Raw data:
◇ ◇ ◇ ◇

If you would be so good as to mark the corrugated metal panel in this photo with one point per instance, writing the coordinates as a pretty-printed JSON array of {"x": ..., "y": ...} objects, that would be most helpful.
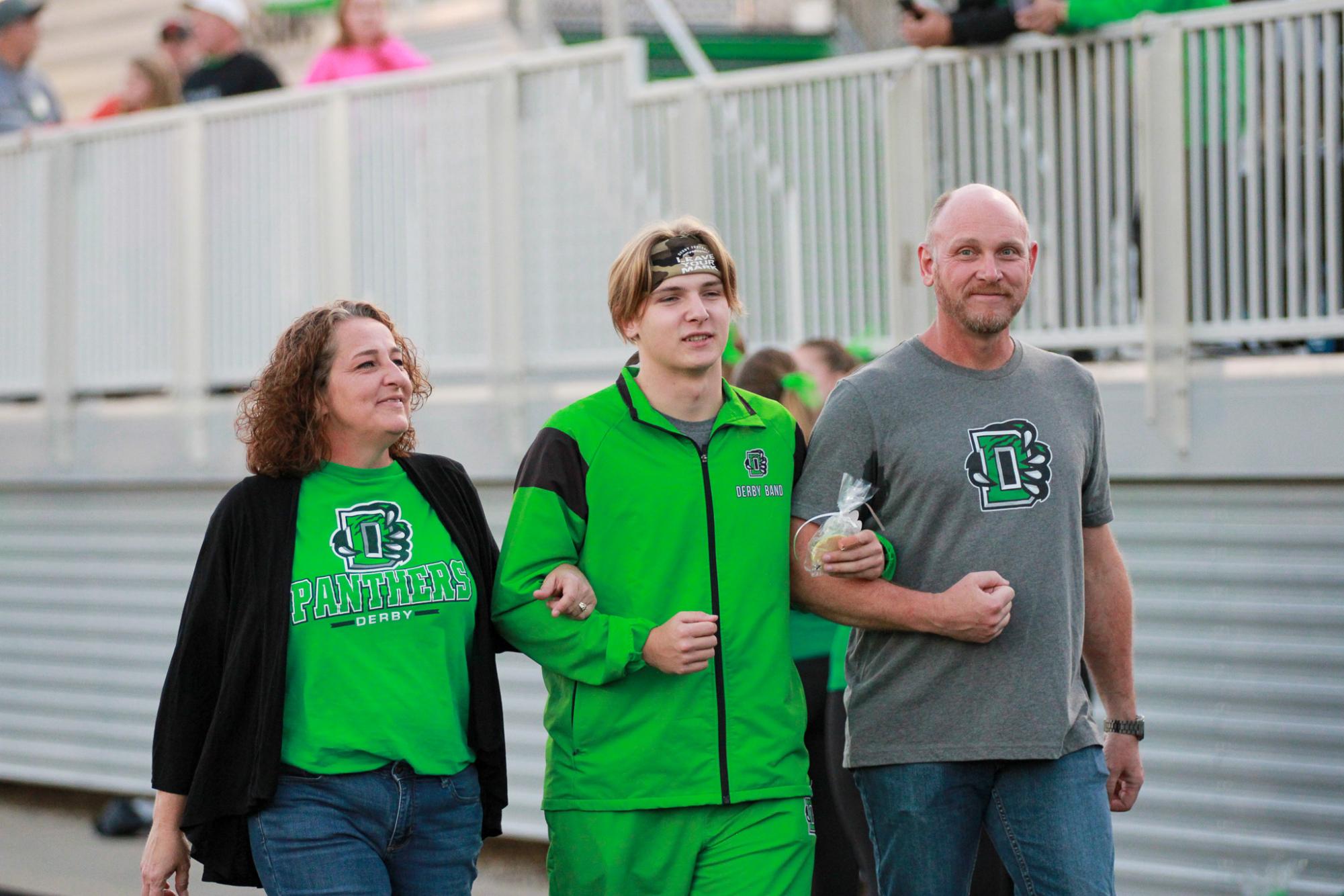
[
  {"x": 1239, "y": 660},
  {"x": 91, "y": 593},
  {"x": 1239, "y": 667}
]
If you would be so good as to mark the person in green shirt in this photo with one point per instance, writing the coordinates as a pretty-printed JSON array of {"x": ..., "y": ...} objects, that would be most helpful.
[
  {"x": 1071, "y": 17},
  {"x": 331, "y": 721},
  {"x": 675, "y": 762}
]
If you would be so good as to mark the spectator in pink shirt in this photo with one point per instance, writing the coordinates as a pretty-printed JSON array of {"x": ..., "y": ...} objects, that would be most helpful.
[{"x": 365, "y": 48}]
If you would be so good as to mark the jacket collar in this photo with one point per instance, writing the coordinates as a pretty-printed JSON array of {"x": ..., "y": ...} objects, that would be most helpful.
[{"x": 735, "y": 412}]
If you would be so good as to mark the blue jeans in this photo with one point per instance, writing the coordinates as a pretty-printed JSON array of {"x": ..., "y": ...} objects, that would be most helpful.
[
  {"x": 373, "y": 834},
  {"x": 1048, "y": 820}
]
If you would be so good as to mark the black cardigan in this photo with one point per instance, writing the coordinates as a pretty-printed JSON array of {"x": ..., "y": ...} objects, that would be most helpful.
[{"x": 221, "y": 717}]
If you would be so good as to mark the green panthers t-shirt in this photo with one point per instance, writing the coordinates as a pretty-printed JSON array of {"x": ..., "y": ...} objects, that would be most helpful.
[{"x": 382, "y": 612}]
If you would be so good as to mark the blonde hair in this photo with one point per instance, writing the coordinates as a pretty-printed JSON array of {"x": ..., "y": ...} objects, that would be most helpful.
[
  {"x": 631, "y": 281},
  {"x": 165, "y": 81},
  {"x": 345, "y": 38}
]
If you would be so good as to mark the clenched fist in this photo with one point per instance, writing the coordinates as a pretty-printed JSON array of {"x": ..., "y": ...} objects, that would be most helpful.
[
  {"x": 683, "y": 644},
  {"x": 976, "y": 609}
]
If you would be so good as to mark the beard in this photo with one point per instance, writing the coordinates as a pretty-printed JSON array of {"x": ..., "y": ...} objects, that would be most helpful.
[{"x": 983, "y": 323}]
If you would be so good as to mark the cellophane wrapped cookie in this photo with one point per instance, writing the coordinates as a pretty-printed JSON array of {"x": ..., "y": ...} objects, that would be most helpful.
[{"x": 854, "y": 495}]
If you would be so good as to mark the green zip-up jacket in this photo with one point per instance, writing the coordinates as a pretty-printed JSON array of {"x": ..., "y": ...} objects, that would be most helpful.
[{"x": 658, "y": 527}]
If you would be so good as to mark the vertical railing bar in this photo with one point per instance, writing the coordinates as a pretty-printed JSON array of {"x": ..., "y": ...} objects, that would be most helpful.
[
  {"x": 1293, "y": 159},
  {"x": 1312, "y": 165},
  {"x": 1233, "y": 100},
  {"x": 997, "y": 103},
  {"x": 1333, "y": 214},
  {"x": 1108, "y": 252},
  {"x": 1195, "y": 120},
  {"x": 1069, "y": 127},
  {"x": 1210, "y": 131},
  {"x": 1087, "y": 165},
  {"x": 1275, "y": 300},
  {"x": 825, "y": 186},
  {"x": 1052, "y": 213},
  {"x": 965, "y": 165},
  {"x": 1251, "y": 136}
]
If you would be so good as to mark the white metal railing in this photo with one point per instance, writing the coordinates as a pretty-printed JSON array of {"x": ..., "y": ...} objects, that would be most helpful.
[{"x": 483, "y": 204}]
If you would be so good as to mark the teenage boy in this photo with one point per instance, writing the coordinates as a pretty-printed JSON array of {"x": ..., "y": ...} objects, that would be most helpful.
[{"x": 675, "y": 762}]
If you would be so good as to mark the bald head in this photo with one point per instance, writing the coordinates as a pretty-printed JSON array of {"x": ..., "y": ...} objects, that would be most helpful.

◇ ◇ ◇ ◇

Exactly as they stand in the records above, print the lines from the one containing "If you would be so good as to mark the beard" through the final line, inclusive.

Output for this task:
If you would be so good as to mark the beard in this photo with one point per instance, writing the coordinates as a pretty-printed JSON array of {"x": ..., "y": ...} objects, that would be most helpful.
[{"x": 983, "y": 323}]
If you would be so good as to mark the cellophane wrapped cookie in this photo with one point per instance, writing the coordinates as a pretty-printed JSON array of {"x": ..., "y": ...} objects, that would be most helpful.
[{"x": 854, "y": 495}]
If you would be so good as to mark the green zip-up jacket in this photo with one point per instance, writing the coordinates as a pretty-printed JSON array of {"x": ..., "y": ...} objects, that would be most helpful.
[{"x": 658, "y": 527}]
If you would be so good as to mark the vertical railing bar in this photo with one point per instance, writing the coordinates as a pretty-printed JSON array of {"x": ..., "y": ...} objects, that would be most helpful.
[
  {"x": 1293, "y": 159},
  {"x": 1312, "y": 165},
  {"x": 1233, "y": 100},
  {"x": 997, "y": 103},
  {"x": 1333, "y": 214},
  {"x": 1108, "y": 252},
  {"x": 1195, "y": 120},
  {"x": 1069, "y": 127},
  {"x": 1210, "y": 131},
  {"x": 1087, "y": 165},
  {"x": 1275, "y": 300},
  {"x": 825, "y": 186},
  {"x": 1052, "y": 213},
  {"x": 965, "y": 165},
  {"x": 1251, "y": 136}
]
If you would be so good as to mark the white metal railing in this photo with one point per instance, writing the coordinates as a pretty-printed JSON array of {"x": ..., "y": ...} objects, that would be most helpful.
[{"x": 483, "y": 204}]
If you would be so good as to mark the teenage boy in this photo with one point per instance, writing the coordinates as a pretty-printed JSON array of {"x": ..., "y": ...} objects, that would be most helpful.
[{"x": 675, "y": 762}]
If you would be so good as to mark the bald head in this photo with one point per instance, writing the coordinates as a pretty-printed JSON array of {"x": ..., "y": ...} objects, that would be most helpful.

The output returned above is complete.